# Records to process:

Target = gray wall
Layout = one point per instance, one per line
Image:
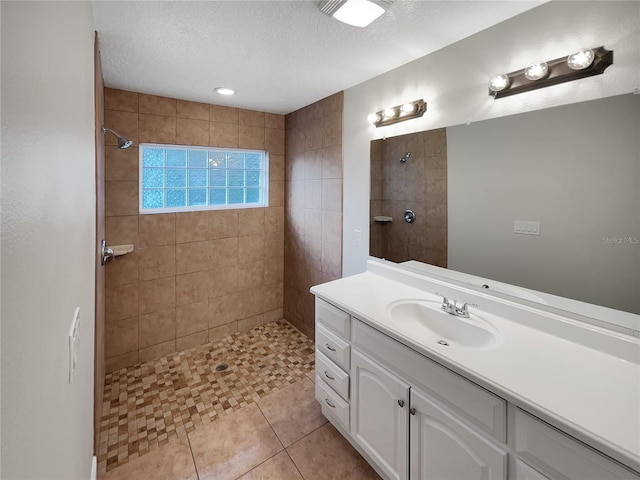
(576, 169)
(48, 238)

# Problem description:
Render the entries above as a two-column CSV with the header instruction,answer and one row per entry. Put each entry's text and its answer in a single quoted field, replace line breaks with spaces, and leave the pictures out.

# Answer to the problem:
instruction,answer
"Target = gray wall Layout = one point per instance, one per line Image:","(576, 169) (48, 238)"